Edit the material below so that "Put a point on" becomes "Mark" wherever it occurs, keeping every other word unchanged.
··· RECORDS PROVIDED ···
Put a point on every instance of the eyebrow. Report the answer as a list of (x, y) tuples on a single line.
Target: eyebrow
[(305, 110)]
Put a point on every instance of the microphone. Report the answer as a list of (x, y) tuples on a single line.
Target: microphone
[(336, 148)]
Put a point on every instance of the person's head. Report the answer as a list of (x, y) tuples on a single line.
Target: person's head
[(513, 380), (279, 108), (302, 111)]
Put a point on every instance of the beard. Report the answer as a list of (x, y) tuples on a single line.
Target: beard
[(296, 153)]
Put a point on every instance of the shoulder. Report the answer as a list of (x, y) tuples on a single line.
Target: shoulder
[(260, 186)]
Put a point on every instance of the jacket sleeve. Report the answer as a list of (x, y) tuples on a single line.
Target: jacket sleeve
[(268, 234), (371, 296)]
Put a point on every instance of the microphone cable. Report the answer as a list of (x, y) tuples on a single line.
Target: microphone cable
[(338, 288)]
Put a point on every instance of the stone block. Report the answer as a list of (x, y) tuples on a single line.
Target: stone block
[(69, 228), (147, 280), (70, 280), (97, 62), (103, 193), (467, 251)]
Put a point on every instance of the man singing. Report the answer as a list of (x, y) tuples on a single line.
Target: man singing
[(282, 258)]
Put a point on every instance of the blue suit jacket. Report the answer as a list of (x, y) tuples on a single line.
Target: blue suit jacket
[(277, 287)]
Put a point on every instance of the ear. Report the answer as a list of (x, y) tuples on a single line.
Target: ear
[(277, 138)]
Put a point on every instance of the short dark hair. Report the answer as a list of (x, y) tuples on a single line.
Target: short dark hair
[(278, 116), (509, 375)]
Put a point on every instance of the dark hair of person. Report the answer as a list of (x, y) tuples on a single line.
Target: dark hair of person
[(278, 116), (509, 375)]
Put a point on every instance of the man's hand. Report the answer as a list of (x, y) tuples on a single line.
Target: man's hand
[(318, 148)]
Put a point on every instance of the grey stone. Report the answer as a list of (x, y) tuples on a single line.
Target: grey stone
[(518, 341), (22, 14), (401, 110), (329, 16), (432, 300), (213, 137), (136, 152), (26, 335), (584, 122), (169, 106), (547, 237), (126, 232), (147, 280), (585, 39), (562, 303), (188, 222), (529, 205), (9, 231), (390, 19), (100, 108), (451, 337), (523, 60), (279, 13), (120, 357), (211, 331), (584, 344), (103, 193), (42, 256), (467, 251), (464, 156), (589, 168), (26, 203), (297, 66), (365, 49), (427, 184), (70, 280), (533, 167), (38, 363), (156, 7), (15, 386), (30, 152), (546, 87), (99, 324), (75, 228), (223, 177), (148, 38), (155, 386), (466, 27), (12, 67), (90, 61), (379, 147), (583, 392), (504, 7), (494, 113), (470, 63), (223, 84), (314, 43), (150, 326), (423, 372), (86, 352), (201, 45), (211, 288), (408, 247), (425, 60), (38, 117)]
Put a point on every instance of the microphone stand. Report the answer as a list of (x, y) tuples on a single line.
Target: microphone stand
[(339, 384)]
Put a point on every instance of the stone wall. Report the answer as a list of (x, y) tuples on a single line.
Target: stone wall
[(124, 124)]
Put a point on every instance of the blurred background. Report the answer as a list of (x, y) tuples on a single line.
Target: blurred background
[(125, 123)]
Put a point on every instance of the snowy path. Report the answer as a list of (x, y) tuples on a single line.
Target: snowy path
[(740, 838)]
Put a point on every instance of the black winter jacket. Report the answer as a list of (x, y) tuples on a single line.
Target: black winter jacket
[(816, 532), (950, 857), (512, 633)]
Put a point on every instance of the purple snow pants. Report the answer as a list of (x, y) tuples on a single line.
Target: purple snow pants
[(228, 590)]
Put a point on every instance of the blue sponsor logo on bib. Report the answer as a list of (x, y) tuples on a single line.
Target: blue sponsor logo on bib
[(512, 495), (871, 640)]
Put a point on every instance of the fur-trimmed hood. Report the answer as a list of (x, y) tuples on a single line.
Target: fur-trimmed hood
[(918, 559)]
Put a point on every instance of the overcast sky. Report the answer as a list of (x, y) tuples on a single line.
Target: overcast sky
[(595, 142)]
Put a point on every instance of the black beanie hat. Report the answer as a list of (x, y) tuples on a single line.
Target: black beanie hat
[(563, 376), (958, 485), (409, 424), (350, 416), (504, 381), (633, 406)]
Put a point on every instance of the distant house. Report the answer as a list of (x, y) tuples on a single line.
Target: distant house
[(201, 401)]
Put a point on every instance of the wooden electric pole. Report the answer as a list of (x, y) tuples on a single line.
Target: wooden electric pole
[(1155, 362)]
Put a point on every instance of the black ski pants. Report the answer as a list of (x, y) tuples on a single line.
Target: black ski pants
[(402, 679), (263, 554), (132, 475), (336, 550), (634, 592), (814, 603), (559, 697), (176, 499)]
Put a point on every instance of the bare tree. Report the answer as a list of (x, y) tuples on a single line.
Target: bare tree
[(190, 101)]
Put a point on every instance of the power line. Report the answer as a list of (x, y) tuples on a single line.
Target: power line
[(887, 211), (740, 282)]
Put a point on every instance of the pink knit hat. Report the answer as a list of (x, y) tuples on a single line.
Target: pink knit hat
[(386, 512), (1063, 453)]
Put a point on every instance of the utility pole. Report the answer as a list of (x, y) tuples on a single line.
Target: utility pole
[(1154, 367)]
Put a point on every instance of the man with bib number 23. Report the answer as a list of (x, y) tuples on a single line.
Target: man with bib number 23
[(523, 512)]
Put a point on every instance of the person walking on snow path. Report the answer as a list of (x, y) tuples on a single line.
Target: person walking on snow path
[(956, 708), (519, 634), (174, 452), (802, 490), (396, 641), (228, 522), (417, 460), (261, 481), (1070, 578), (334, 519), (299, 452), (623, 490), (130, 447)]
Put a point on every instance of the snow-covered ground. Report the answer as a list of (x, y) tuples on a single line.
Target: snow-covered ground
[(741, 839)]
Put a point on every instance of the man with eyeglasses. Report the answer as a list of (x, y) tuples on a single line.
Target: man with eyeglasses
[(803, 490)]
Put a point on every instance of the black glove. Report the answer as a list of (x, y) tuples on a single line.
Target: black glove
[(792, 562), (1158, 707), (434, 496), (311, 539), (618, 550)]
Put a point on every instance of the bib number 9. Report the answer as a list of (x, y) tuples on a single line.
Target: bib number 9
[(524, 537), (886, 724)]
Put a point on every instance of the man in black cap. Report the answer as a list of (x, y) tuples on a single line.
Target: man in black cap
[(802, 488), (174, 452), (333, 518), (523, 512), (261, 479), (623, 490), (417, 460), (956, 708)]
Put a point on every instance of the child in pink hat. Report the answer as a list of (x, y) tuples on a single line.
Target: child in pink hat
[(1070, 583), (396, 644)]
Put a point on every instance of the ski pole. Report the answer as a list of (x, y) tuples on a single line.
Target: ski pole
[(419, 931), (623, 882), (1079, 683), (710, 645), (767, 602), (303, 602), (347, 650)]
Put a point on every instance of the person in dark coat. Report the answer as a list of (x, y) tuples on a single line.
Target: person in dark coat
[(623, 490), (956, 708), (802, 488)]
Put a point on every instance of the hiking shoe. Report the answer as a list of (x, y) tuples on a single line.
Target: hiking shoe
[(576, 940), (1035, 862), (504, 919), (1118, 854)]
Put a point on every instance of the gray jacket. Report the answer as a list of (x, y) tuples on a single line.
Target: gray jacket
···
* SOLUTION TO THIS TASK:
Mark every instance of the eyebrow. Report the answer as a list of (x, y) tuples on a single line.
Target: eyebrow
[(305, 110)]
Mark every instance of the microphone. Report the answer as a list of (x, y) tuples on a single line.
Target: microphone
[(336, 148)]
Mark every instance of the person's head. Report the answer as a list of (x, y) tuples on a single line.
Target: person's head
[(513, 380), (279, 108), (302, 111)]
Mark every instance of the beard. Report the answer as a list of (x, y) tuples on a single line.
Target: beard
[(296, 153)]
Mark every instance of the shoulder. Report the answer as a list of (x, y) tuples on a single line.
Target: shoulder
[(260, 186)]
Mark every instance of the jacket sleeve. Report the answer as a list of (x, y) tuples on a single line.
Target: jacket sleeve
[(268, 234), (371, 296)]
Mark every instance of the microphone cable. Report the answer as a list of (x, y) tuples on a single line.
Target: microphone cable
[(338, 288)]
Mark every instance of the stone block. Report the answer as a list of (x, y) tuples on a single line.
Target: stone block
[(69, 228), (147, 280), (70, 280), (97, 62), (103, 193), (467, 251)]
Mark every instance of the man singing. Report the answer as a list of (x, y) tuples on a single line.
Target: man singing
[(282, 258)]
Mark every instance of the blue suit jacket. Report the answer as a list of (x, y) tuples on a single line.
Target: blue suit jacket
[(277, 287)]
Mark every instance of the ear. Report the answer as a list of (x, y) tuples on a single line.
Target: ear
[(277, 138)]
Mark every instance of the short dark hair. Report the answer as a list of (x, y) tuples on a single line.
Target: short dark hair
[(278, 116), (509, 375)]
Mark every instance of the dark hair of person. Report the answer as a list of (x, y) tuples on a single line.
Target: dark hair of person
[(278, 116), (509, 375)]
Mark every instance of the man's hand. Report the answer as a list of (x, y) tuples on a single line.
Target: man's hand
[(318, 148)]
Mark every instance of the grey stone. Report the answer as a list of (x, y) tuples on a single line.
Target: grey stone
[(518, 341), (22, 14), (401, 110), (329, 16), (432, 300), (213, 137), (136, 152), (26, 335), (584, 122), (169, 106), (547, 237), (126, 232), (147, 280), (585, 39), (562, 303), (188, 222), (529, 205), (9, 231), (390, 19), (100, 108), (451, 337), (523, 60), (279, 13), (120, 357), (211, 331), (584, 344), (103, 193), (42, 256), (467, 251), (464, 156), (589, 168), (26, 203), (297, 66), (365, 49), (427, 184), (70, 280), (533, 167), (38, 363), (156, 7), (15, 386), (30, 152), (546, 87), (99, 324), (75, 228), (223, 177), (148, 38), (155, 386), (466, 27), (12, 67), (90, 61), (379, 147), (583, 392), (504, 7), (494, 113), (470, 63), (223, 84), (314, 43), (150, 326), (423, 372), (86, 352), (201, 45), (211, 288), (408, 247), (425, 60), (38, 117)]
Mark every instance of the microphone stand. Report the answer as a list of (x, y) tuples on a single line.
Target: microphone stand
[(339, 384)]
Mark every instance of the stone wall. Report the answer as a list of (x, y) tuples on a single line.
Target: stone wall
[(124, 124)]
Mark every instance of the blurred background. Report the answer as a list of (x, y) tuples on a single line.
Target: blurred background
[(125, 123)]
Mark every instance of the snowy path. Report the answer as a list of (x, y) tuples on a single line.
Target: snowy path
[(740, 838)]
Mark every instance of the black winter jacket. Report the answer as a list of (x, y) tuples on a single line.
Target: black winter jacket
[(816, 532), (950, 857), (512, 633)]
Mark every instance of the purple snow pants. Report the answer as a list of (x, y) tuples on a single line.
Target: purple snow pants
[(228, 590)]
Mark every instance of the blue sponsor logo on bib. Report the answer as a list of (x, y) tuples on a single line.
Target: blue sponsor logo on bib
[(512, 495), (871, 640)]
Mark every instance of the fur-trimmed hood. Report the answer as a list of (x, y) tuples on a single line.
Target: fur-trimmed hood
[(918, 559)]
Mark every instance of the overcast sky. Report the answer as a list of (x, y) tuples on a single line.
Target: overcast sky
[(595, 142)]
Mark every instance of the black beanie hat. Report the answer as a list of (x, y) tuples on a single line.
Target: black beanie hat
[(563, 376), (958, 485), (409, 424), (350, 416), (504, 381), (633, 406)]
Mark every instance of the distant house. Report the answer as a list of (x, y) tuples on a single line.
Target: distant house
[(201, 401)]
Mark every instance of the wooden electric pole. Report the answer as a list of (x, y) tuples on a single line.
Target: wooden electric pole
[(1155, 362)]
Mark every instance of the black ski pants. Report the answer as a list of (x, y) tuples on a single line.
Target: black ski pants
[(402, 679), (263, 554), (132, 475), (336, 550), (634, 592), (814, 603), (559, 697), (176, 499)]
Mark every instance of the bare tree. Report the answer as a list of (x, y) tuples on a single line.
Target: bare tree
[(190, 101)]
Mark every instance of the power line. Report the answer as a list of (x, y) tuples on a single line.
Target: power line
[(887, 211), (740, 282)]
Mark every instance of the pink knit hat. Report the answer as a list of (x, y) tuples on a single line.
Target: pink knit hat
[(386, 512), (1063, 453)]
Mark every instance of the utility pole. Report the answer as a list of (x, y) tuples on a single line.
Target: utility pole
[(1154, 367)]
Mark every instance of the man with bib number 23. Report the answer as a list of (x, y) tuples on a single line.
Target: man with bib number 23
[(523, 512)]
Mark every instance of the person walking on snow path. Report the answer as a list of (x, y) tuples on a single line.
Target: person walking on snow path
[(956, 708), (519, 634), (174, 452), (802, 490), (396, 641), (228, 522), (417, 460), (261, 481), (1070, 578), (334, 519), (299, 452), (623, 490), (130, 447)]
Mark every instance of the snow-covered ground. Report the answer as a list of (x, y) tuples on a single line.
Target: snow-covered ground
[(741, 839)]
Mark every instance of the man with eyeglasses. Report the answer as a list of (x, y) tuples on a single line.
Target: man with eyeglasses
[(803, 490)]
Mark every instance of the black glove. Report the answer as a list of (x, y) tuples on a single line.
Target: black glove
[(792, 562), (1158, 707), (434, 496), (311, 539), (618, 550)]
Mark every instance of the bib number 9. Report the answer as a list of (x, y) tuples on a single line.
Target: bib number 9
[(524, 537), (886, 724)]
Mark every instance of the man in black cap. Report the answer as a list of (x, y) tuples on a single line.
Target: man in black cap
[(802, 488), (174, 452), (333, 518), (523, 512), (261, 479), (623, 490), (417, 460), (956, 708)]
Mark every instance of the child in pink hat. Report the answer as a list of (x, y) tuples on a single line.
Target: child in pink hat
[(1070, 583), (396, 644)]
Mark every instance of the ski pole. Report the answer as a list of (x, y) tuples on a single line.
Target: ski pole
[(419, 931), (623, 882), (1079, 683), (710, 645), (767, 602), (303, 602), (347, 650)]
Mark every instance of the person in dark coat. Report the answer as a list of (x, y) tuples on a single line.
Target: person in dark coat
[(623, 490), (956, 708), (802, 488)]
Mark every instance of the hiking shoe. Report the answer as a list of (x, y) tuples on a single line.
Target: hiking shoe
[(576, 940), (1035, 862), (504, 919), (1118, 854)]
Mark every instance of the gray jacket. Report the answer as a list of (x, y) tuples on a single line.
Target: gray jacket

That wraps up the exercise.